> **Excerpt to read**:
^^^^
Analysis What do you get when an $11 billion Windows server business from Microsoft collides with a $10 billion market for supercomputers? You get a chance for Microsoft to get a little extra money for a little extra work, which is about as good as it gets for Redmond these days.
The cross-platform nature of Linux, and its resemblance to Unix - whose many flavors dominated supercomputing a decade ago before Beowulf clustering for Linux on cheap x86 boxes came along - has made it the default operating system for high performance computing in academic, government, and commercial supercomputing labs. And if revenue is any guide, Unix plus Linux still trumps Windows in the data center. But Windows can be - and probably will be - a contender in supercomputing, and this week's announcement of Windows HPC Server 2008 in New York's financial district is but round two in the ring for Microsoft.
Because supercomputing is such a nerdy thing, Microsoft was keen on pointing out all of the features that it has put into Windows HPC Server 2008, which is a cut-down version of the "Longhorn Server" Windows Server 2008 stack that has supercomputing-specific features and tunings added to the operating system.
The feature set goes beyond adding support for the Message Passing Interface (MPI) protocol commonly used for parallel supercomputers and now includes NetDirect, a high-speed networking stack that implements the Remote Direct Memory Access (RDMA) protocol, a cluster job scheduler that is compatible with Open Grid Forum specs, cluster management tools, and fail-over for server nodes in a cluster.
^^^^
> **Directive A**: Find every line in the listing below that contains the string "reef", and copy each of those lines. Case counts.
^^^^
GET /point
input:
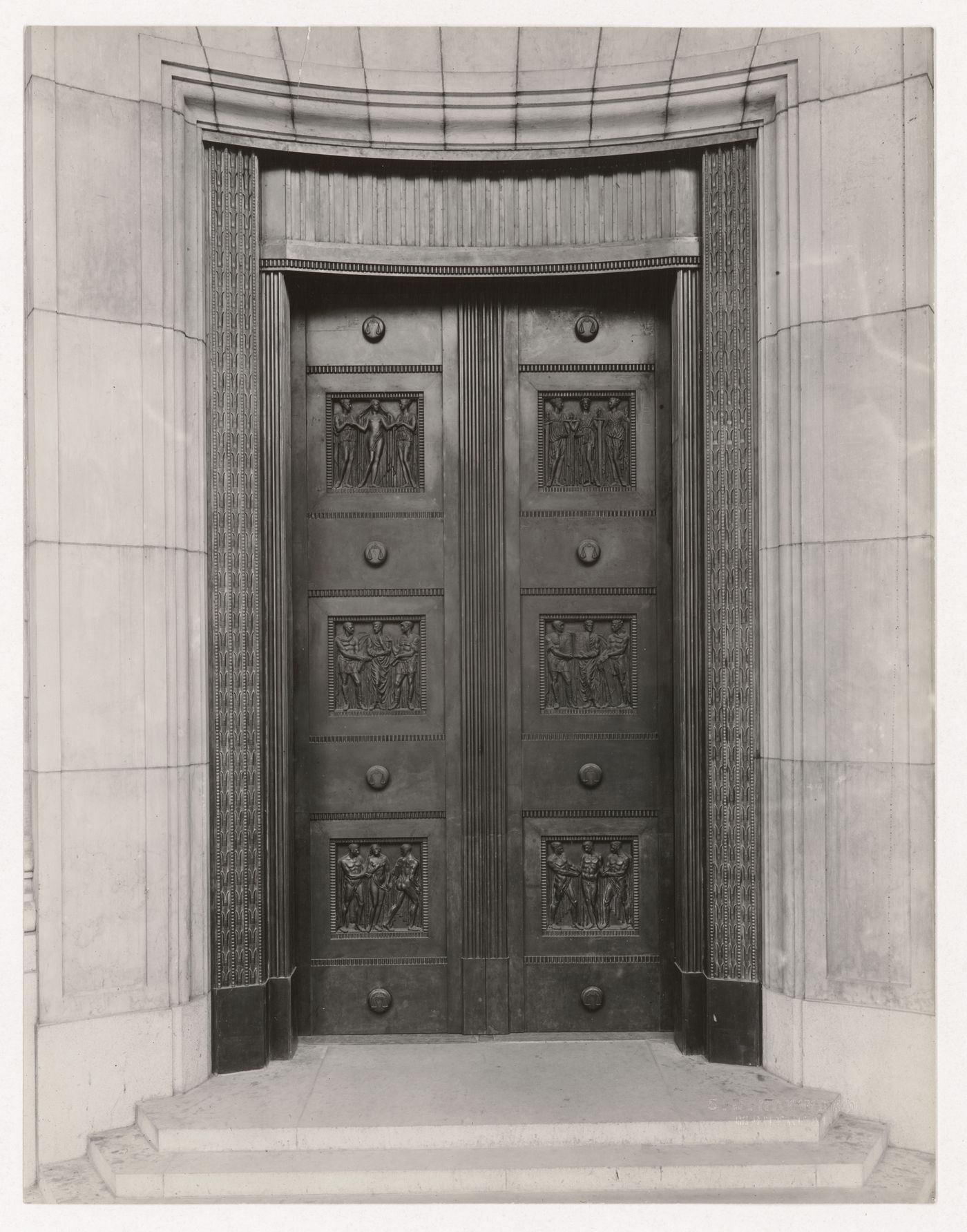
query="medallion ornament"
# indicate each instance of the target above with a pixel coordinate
(586, 328)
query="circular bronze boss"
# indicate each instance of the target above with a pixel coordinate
(377, 777)
(591, 774)
(593, 998)
(375, 553)
(380, 1001)
(586, 328)
(589, 551)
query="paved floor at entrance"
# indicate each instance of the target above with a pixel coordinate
(501, 1119)
(493, 1092)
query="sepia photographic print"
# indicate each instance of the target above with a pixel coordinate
(479, 614)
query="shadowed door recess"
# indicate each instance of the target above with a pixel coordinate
(482, 618)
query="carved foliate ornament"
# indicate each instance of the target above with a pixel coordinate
(728, 193)
(236, 563)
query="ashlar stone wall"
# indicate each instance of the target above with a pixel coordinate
(117, 777)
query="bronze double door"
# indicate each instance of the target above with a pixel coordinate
(484, 640)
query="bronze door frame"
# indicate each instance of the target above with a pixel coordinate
(718, 993)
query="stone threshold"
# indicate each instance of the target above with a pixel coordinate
(528, 1119)
(901, 1177)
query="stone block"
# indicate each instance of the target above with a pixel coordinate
(562, 50)
(918, 191)
(104, 881)
(100, 430)
(152, 174)
(195, 654)
(802, 46)
(102, 657)
(154, 461)
(320, 45)
(866, 651)
(921, 618)
(99, 58)
(812, 450)
(39, 52)
(635, 46)
(918, 52)
(812, 623)
(923, 889)
(868, 891)
(690, 104)
(198, 822)
(403, 50)
(811, 215)
(863, 204)
(39, 184)
(97, 206)
(159, 688)
(42, 429)
(642, 113)
(859, 59)
(699, 42)
(864, 431)
(245, 39)
(883, 1063)
(484, 52)
(44, 657)
(541, 124)
(391, 124)
(783, 1035)
(471, 124)
(91, 1073)
(191, 1038)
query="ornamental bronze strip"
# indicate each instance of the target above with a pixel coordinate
(586, 368)
(728, 232)
(338, 369)
(689, 653)
(484, 650)
(276, 421)
(470, 272)
(236, 563)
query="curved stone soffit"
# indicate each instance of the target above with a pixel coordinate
(249, 108)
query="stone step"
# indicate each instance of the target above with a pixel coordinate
(696, 1131)
(132, 1168)
(547, 1093)
(901, 1177)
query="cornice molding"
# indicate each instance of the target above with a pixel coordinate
(242, 99)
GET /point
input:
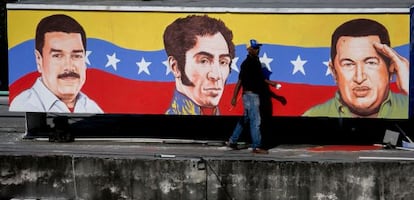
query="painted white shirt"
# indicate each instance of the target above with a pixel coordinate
(40, 99)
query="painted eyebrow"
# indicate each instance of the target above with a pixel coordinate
(365, 59)
(74, 51)
(210, 55)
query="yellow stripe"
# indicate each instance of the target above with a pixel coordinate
(144, 30)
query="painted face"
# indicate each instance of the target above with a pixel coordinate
(62, 65)
(361, 74)
(207, 67)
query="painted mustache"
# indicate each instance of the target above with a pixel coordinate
(69, 74)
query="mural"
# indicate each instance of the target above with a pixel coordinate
(141, 63)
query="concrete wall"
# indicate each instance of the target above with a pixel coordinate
(77, 177)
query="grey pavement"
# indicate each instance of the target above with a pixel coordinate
(12, 142)
(12, 125)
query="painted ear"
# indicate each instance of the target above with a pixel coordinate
(38, 57)
(333, 71)
(173, 65)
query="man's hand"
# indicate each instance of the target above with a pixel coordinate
(399, 65)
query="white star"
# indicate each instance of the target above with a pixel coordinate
(298, 65)
(328, 69)
(265, 60)
(112, 60)
(167, 67)
(233, 64)
(87, 57)
(143, 66)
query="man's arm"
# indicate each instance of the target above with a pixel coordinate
(399, 65)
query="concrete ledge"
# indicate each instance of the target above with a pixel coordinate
(130, 177)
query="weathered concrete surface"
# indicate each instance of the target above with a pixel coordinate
(150, 170)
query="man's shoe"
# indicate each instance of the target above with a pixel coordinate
(260, 151)
(233, 146)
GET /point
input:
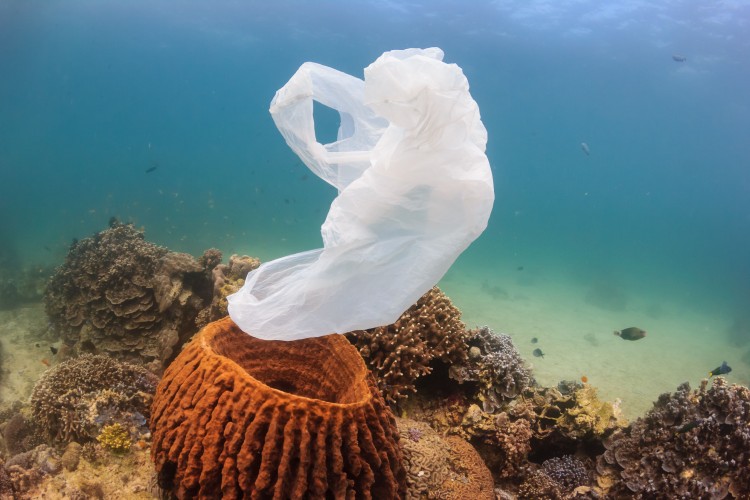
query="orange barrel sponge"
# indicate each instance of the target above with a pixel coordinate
(240, 417)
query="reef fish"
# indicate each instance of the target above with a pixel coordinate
(631, 333)
(720, 370)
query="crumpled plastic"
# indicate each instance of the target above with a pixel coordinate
(415, 189)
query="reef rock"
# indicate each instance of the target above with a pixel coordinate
(495, 365)
(398, 354)
(253, 418)
(121, 295)
(75, 399)
(442, 467)
(691, 444)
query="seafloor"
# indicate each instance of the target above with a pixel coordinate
(478, 413)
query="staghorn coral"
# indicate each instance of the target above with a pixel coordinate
(74, 399)
(495, 365)
(119, 294)
(227, 279)
(254, 418)
(691, 444)
(398, 354)
(441, 467)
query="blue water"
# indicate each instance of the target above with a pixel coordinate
(95, 93)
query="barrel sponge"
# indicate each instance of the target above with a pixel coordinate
(253, 418)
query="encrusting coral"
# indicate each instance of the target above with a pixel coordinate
(121, 295)
(398, 354)
(441, 467)
(691, 444)
(75, 399)
(241, 417)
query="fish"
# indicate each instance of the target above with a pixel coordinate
(631, 333)
(720, 370)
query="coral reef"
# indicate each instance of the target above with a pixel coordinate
(115, 437)
(691, 444)
(398, 354)
(247, 417)
(438, 467)
(76, 398)
(121, 295)
(227, 279)
(495, 365)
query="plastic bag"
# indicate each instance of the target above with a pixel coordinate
(415, 189)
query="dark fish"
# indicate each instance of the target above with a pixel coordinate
(631, 333)
(720, 370)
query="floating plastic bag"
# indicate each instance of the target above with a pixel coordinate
(415, 189)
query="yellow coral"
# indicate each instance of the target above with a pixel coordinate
(115, 437)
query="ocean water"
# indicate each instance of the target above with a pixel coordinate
(652, 226)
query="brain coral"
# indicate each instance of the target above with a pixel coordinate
(497, 367)
(74, 399)
(260, 419)
(442, 467)
(400, 353)
(121, 295)
(691, 444)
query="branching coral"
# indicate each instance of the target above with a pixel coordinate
(691, 444)
(398, 354)
(74, 399)
(119, 294)
(495, 364)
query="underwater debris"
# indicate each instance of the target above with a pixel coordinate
(631, 333)
(121, 295)
(398, 354)
(275, 417)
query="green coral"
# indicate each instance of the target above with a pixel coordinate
(116, 438)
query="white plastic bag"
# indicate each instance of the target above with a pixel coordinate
(415, 189)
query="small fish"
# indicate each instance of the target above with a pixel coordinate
(631, 333)
(720, 370)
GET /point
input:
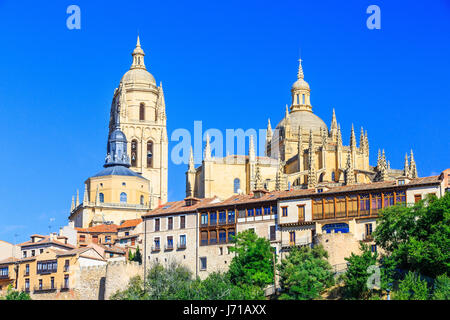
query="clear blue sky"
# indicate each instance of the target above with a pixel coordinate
(228, 63)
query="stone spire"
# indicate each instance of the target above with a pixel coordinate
(312, 179)
(97, 197)
(138, 57)
(191, 166)
(349, 171)
(269, 139)
(339, 136)
(86, 195)
(383, 168)
(406, 166)
(77, 201)
(352, 139)
(412, 167)
(366, 143)
(207, 152)
(279, 177)
(300, 74)
(72, 206)
(334, 127)
(251, 150)
(362, 141)
(258, 177)
(117, 145)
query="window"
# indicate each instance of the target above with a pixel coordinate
(291, 238)
(213, 237)
(231, 216)
(388, 199)
(222, 236)
(66, 281)
(202, 263)
(417, 198)
(204, 238)
(149, 154)
(134, 153)
(213, 218)
(231, 234)
(182, 241)
(301, 212)
(222, 217)
(169, 242)
(182, 222)
(340, 207)
(4, 272)
(368, 227)
(142, 112)
(401, 198)
(364, 204)
(272, 234)
(317, 209)
(236, 185)
(156, 244)
(376, 202)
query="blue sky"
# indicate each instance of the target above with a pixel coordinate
(230, 64)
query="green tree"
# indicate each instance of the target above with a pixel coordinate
(137, 256)
(412, 287)
(12, 294)
(418, 236)
(305, 273)
(358, 272)
(252, 266)
(441, 288)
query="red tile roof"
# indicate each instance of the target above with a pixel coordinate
(177, 207)
(101, 228)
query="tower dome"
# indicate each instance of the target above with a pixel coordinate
(138, 74)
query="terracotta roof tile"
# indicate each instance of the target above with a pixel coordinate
(130, 223)
(101, 228)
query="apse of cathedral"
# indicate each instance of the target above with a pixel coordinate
(301, 153)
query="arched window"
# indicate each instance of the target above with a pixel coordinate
(134, 153)
(237, 185)
(149, 154)
(142, 111)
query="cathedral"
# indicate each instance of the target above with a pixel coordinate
(134, 178)
(301, 153)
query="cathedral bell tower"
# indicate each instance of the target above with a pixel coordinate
(142, 119)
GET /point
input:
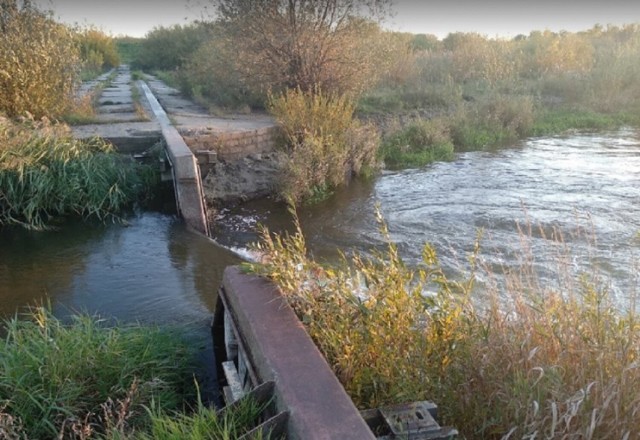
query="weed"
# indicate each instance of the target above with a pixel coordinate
(501, 362)
(417, 144)
(326, 145)
(45, 173)
(38, 60)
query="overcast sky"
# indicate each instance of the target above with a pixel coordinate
(494, 18)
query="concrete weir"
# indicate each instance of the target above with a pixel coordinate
(185, 169)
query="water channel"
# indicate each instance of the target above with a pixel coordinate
(152, 269)
(571, 200)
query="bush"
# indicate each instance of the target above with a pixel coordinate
(168, 48)
(210, 77)
(38, 62)
(417, 144)
(98, 51)
(46, 173)
(326, 146)
(57, 378)
(515, 360)
(493, 123)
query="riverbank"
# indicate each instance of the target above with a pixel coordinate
(527, 358)
(47, 175)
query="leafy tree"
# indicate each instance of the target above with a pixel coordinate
(38, 61)
(98, 50)
(334, 45)
(167, 48)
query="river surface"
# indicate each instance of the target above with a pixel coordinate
(561, 205)
(153, 270)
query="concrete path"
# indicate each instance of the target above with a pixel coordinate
(121, 116)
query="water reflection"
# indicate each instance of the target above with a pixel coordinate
(150, 270)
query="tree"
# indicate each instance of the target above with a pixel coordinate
(334, 45)
(38, 62)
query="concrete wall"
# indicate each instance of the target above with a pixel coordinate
(231, 145)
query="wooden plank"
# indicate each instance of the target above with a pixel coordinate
(274, 428)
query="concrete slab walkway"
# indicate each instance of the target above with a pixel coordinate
(121, 117)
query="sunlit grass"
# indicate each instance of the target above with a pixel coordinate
(516, 359)
(45, 173)
(54, 376)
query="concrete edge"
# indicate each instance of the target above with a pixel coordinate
(281, 350)
(185, 169)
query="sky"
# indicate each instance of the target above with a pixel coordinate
(493, 18)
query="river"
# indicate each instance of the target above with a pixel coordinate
(571, 200)
(152, 269)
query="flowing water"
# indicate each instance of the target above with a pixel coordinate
(154, 270)
(578, 194)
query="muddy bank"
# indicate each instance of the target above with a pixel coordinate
(252, 176)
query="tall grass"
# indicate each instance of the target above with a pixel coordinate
(525, 360)
(38, 62)
(45, 173)
(54, 377)
(84, 379)
(325, 145)
(203, 424)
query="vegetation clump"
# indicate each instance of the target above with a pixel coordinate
(98, 52)
(325, 145)
(38, 62)
(517, 361)
(86, 380)
(45, 174)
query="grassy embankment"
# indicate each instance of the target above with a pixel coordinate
(436, 97)
(469, 92)
(524, 360)
(86, 380)
(46, 175)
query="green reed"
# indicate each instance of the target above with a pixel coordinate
(45, 173)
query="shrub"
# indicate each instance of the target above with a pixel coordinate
(325, 145)
(417, 144)
(98, 51)
(210, 76)
(333, 44)
(168, 48)
(492, 123)
(502, 360)
(38, 62)
(46, 173)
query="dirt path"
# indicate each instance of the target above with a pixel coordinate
(236, 153)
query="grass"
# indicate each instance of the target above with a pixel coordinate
(325, 145)
(204, 423)
(417, 144)
(517, 359)
(54, 376)
(85, 379)
(46, 174)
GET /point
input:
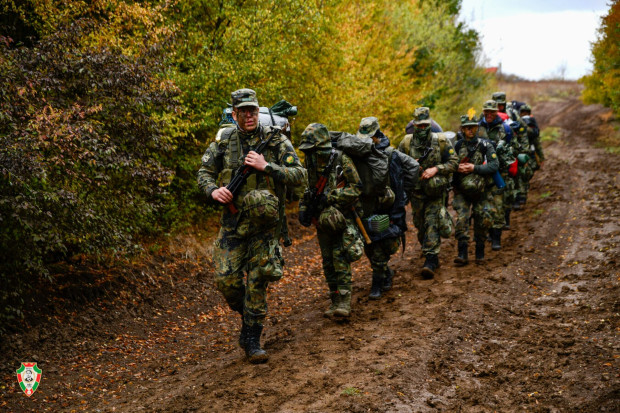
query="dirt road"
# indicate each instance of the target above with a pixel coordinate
(533, 329)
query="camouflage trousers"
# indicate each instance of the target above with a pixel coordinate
(480, 209)
(426, 220)
(232, 256)
(336, 263)
(379, 253)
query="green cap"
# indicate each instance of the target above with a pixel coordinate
(499, 97)
(314, 136)
(422, 116)
(368, 127)
(244, 97)
(489, 105)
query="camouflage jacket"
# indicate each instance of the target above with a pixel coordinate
(218, 165)
(350, 189)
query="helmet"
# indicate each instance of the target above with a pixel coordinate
(490, 105)
(368, 127)
(499, 97)
(469, 119)
(315, 136)
(422, 116)
(227, 117)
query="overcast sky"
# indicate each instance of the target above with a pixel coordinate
(536, 39)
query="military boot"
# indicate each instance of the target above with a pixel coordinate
(253, 351)
(344, 304)
(496, 239)
(387, 280)
(375, 288)
(430, 265)
(335, 299)
(462, 259)
(479, 251)
(507, 218)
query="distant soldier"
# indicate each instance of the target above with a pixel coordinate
(388, 212)
(493, 128)
(329, 204)
(472, 187)
(438, 161)
(250, 230)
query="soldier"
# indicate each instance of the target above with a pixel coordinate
(472, 187)
(248, 240)
(403, 172)
(493, 128)
(437, 160)
(332, 211)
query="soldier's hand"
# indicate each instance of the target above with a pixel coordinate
(466, 168)
(256, 161)
(430, 172)
(222, 195)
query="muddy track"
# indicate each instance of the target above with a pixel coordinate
(533, 329)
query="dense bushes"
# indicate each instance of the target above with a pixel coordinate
(603, 85)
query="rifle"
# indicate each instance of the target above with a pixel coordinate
(242, 173)
(319, 188)
(341, 181)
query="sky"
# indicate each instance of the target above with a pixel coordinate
(536, 39)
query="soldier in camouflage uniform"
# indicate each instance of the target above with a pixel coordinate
(472, 187)
(437, 160)
(403, 172)
(493, 128)
(248, 240)
(332, 213)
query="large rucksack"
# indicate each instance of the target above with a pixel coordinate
(370, 162)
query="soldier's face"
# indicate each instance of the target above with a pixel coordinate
(489, 115)
(469, 131)
(246, 117)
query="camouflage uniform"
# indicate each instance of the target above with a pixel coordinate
(403, 171)
(428, 198)
(500, 134)
(472, 192)
(248, 241)
(338, 248)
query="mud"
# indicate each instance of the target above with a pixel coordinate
(535, 328)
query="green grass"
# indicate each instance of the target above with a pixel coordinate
(351, 391)
(550, 134)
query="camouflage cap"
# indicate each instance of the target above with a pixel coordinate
(489, 106)
(314, 136)
(244, 97)
(499, 97)
(368, 127)
(422, 116)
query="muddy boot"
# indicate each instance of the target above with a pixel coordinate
(461, 259)
(375, 288)
(430, 265)
(344, 304)
(496, 239)
(507, 217)
(255, 354)
(387, 280)
(335, 298)
(479, 251)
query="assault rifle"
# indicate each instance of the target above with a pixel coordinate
(317, 190)
(242, 173)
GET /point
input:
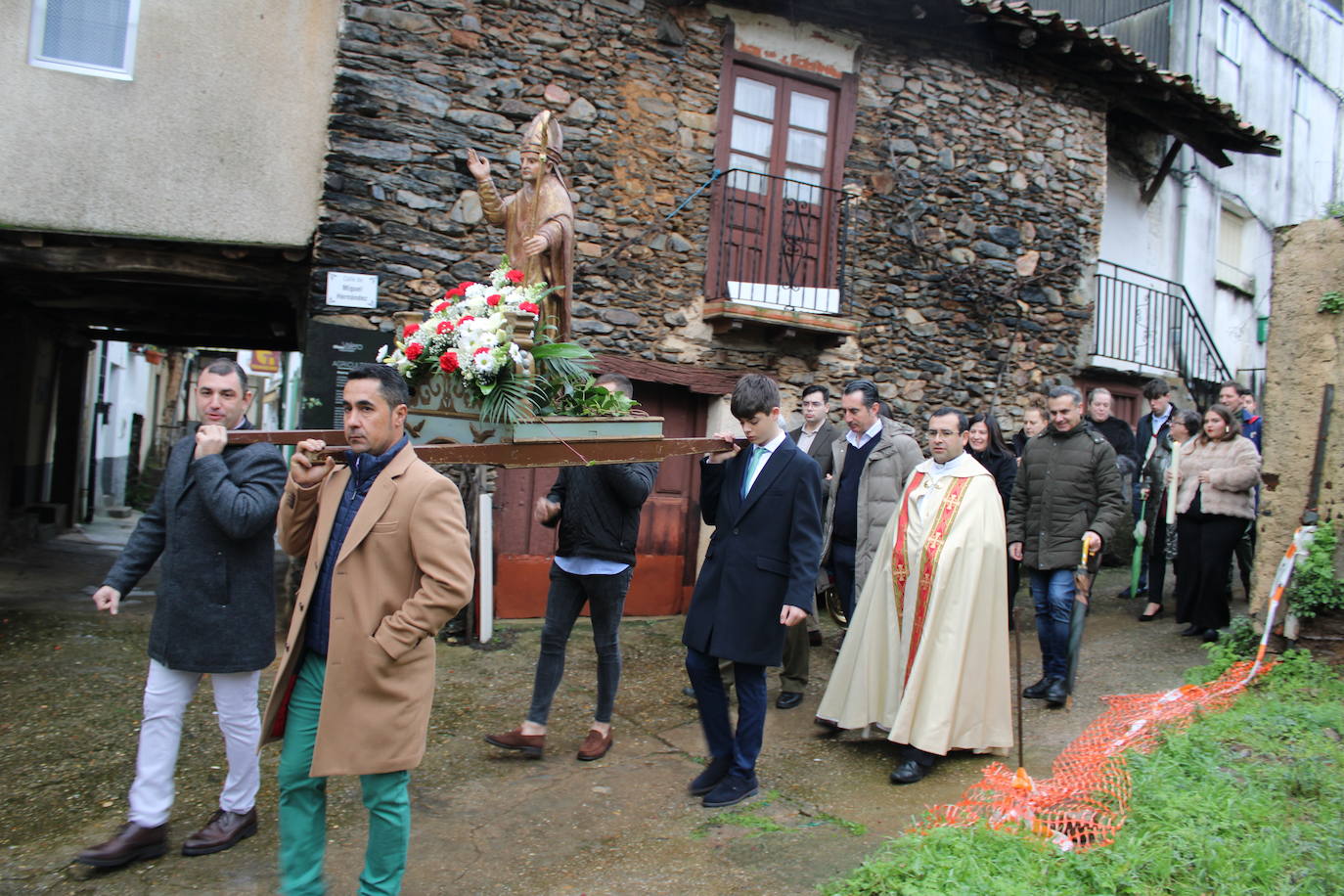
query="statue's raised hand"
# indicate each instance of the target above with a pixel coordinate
(478, 166)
^^^^
> **Directive B**: Continue the article above on Windows HPC Server 2008 and supercomputing from where it stops.

> **Final result A**:
query="reef fish"
query="reef rock"
query="coral reef"

> **Final result B**:
But it may not be such features that give Windows HPC Server 2008 traction in the supercomputing space, even though features are the ante to get into the game. Familiarity with Windows and newbie HPC customers who are willing to pay for an HPC-enabled operating system is what could make Microsoft some money.
For the past several years, the so-called workgroup portion of the HPC space (machines that cost less than $50,000) has been growing considerably faster than the overall HPC server growth rate. In its latest market analysis, IDC said that the global HPC market accounted for just over $10 billion in sales in 2007 and said further that it would grow at a compound annual growth rate of 9.2 percent between now and 2012. The entry segment is growing at about half again as fast as the market at large, mainly because people like to hug their servers and don't like to share them.
As compute capacity gets cheaper, it becomes economically feasible to not use a shared resource. And people get their own machinery, which people like. As HPC applications are ported and tuned for Windows and as HPC users who are unfamiliar with Linux or Unix look to add their own baby supers - particularly those users in life sciences, financial services, and other areas where Unix and Linux are black arts and Windows runs the stuff that mere mortals touch every day - Windows is going to be a popular choice.
Now, here's the funny bit. While Linux dominates the Top 500 supercomputer list, which is a who's who of supercomputing at the largest government, academic, and corporate HPC sites, a lot of the supercomputer centers do not pay for Linux licenses and support. In many cases, these HPC sites know a lot more about Linux and tuning it for HPC than Red Hat, Novell, and other commercial Linux suppliers.
Therefore, they save money by self-supporting. So if you add up all the server nodes out there in the HPC arena, and think about all of the Linux out there, the amount of support money it generates is a lot less than you might expect.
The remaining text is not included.